• _INSTRUCTION_
Please collect every line of the records that contains the string "background", where case counts.

[Dataset rows on where objects are]
:::

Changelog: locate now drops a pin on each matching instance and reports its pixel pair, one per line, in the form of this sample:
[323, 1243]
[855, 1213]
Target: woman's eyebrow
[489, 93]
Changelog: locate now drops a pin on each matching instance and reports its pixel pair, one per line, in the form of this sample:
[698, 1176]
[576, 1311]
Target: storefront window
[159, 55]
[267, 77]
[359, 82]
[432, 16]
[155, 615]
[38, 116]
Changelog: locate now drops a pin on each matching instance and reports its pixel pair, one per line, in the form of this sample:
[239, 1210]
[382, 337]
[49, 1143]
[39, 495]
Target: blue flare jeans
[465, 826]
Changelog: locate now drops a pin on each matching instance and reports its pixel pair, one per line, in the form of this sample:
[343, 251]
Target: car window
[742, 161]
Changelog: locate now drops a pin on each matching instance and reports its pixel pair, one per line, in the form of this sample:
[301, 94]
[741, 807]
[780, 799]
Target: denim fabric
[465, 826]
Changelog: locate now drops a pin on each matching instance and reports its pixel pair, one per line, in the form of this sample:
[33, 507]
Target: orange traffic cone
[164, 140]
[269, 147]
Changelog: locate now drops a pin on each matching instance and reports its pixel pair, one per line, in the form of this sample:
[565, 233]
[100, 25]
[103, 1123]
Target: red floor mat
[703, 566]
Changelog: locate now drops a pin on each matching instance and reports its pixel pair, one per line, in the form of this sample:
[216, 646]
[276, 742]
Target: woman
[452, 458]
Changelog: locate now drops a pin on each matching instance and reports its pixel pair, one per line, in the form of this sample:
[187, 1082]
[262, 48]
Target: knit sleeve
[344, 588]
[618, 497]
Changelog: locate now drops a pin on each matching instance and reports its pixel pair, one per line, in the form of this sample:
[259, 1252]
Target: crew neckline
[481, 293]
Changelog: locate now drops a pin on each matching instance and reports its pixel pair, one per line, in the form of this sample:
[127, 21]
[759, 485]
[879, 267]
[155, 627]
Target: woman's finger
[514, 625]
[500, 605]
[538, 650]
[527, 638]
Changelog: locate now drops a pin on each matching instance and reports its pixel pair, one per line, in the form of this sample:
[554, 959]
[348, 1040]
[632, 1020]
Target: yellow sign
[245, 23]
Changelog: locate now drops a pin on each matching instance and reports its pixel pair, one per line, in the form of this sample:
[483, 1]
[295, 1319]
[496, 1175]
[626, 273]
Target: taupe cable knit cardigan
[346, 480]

:::

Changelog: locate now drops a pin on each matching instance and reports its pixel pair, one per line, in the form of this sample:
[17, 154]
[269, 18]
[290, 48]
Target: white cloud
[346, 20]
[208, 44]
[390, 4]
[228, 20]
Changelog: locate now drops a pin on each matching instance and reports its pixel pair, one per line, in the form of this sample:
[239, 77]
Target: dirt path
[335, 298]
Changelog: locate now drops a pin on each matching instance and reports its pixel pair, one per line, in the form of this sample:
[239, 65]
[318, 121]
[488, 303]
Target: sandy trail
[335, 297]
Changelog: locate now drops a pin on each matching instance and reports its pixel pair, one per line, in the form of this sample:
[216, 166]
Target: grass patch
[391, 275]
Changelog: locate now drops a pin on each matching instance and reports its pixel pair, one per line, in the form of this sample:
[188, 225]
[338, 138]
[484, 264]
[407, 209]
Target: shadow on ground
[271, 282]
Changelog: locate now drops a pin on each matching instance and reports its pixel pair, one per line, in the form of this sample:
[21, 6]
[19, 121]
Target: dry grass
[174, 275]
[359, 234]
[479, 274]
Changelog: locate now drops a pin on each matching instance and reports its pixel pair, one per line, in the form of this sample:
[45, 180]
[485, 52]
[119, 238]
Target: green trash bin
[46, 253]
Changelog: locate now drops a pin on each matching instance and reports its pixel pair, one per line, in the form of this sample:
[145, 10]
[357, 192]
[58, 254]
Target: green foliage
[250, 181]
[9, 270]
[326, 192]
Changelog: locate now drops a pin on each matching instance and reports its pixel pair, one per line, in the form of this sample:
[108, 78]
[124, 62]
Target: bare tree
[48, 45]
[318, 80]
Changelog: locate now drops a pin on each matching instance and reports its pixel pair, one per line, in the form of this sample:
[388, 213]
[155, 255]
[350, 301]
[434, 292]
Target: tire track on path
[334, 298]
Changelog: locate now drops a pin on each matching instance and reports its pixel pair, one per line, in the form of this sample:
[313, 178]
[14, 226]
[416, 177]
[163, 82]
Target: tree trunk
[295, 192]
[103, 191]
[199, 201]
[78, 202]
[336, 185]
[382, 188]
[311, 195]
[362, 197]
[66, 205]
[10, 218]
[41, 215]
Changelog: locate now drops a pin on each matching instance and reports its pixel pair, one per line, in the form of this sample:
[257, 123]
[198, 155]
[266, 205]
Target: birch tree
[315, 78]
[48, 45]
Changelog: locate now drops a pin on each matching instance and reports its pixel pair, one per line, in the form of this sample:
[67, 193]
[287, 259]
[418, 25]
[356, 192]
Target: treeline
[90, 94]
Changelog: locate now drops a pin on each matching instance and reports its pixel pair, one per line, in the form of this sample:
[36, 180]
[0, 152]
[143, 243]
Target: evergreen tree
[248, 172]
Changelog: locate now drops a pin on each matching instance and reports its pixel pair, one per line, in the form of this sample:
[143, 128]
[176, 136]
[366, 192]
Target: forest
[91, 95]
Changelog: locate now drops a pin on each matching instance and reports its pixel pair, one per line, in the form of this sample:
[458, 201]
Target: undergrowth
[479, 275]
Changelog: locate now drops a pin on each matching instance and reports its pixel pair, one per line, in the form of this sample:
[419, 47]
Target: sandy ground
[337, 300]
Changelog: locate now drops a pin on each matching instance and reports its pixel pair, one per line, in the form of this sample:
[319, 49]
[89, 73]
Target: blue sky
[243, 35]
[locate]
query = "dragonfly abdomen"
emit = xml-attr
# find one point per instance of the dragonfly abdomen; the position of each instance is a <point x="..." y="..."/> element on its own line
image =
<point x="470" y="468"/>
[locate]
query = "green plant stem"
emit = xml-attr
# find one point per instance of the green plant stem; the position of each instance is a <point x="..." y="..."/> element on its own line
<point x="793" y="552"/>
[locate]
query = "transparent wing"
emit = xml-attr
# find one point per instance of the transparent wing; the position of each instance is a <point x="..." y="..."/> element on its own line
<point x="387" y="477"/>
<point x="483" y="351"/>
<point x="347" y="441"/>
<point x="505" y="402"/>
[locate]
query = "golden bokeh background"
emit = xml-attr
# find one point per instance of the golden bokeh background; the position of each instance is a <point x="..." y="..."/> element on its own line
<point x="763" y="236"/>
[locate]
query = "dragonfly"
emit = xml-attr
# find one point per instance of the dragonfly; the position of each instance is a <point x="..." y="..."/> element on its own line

:::

• _TASK OUTPUT_
query = "golden bokeh background"
# find one point per instance of the golden bokeh background; the position of each instance is a <point x="..." y="..."/> element on its own line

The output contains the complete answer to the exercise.